= Extracted data =

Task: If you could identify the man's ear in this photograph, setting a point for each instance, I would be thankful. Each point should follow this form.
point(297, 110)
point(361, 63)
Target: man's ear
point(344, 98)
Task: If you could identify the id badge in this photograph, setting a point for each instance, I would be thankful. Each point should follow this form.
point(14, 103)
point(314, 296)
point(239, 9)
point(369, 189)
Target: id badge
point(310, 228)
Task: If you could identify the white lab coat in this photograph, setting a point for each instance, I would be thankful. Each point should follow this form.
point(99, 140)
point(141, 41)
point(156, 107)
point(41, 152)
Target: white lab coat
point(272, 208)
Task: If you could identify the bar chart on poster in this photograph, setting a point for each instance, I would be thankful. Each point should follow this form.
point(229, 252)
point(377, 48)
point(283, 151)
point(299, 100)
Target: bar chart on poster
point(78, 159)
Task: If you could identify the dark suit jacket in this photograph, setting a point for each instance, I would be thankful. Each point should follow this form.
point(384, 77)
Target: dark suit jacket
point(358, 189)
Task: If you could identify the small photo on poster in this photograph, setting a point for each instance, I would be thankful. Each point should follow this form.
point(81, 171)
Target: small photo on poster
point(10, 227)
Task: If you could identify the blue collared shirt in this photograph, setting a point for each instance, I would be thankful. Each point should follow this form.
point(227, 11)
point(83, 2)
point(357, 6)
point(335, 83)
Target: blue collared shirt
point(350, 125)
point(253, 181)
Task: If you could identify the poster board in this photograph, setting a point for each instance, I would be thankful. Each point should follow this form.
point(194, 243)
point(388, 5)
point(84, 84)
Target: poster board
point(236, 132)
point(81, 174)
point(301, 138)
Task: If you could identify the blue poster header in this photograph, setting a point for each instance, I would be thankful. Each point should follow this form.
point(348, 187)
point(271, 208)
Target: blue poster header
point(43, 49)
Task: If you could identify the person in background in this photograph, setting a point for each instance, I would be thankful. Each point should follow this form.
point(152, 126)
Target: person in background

= Aim of the task =
Give back exactly the lines from the line holding "Task: If you could identify the blue poster" through the last line of the listing, including both.

= Solution to this problem =
Task: If you could identify the blue poster header in this photograph, setting a point for each instance, I would be thankful. Each point should follow this form.
point(348, 187)
point(271, 208)
Target: blue poster header
point(43, 49)
Task: If you could identify the person in background in this photograph, setting a point for each instance, I would be thankful. Each point should follow this form.
point(152, 126)
Target: person in background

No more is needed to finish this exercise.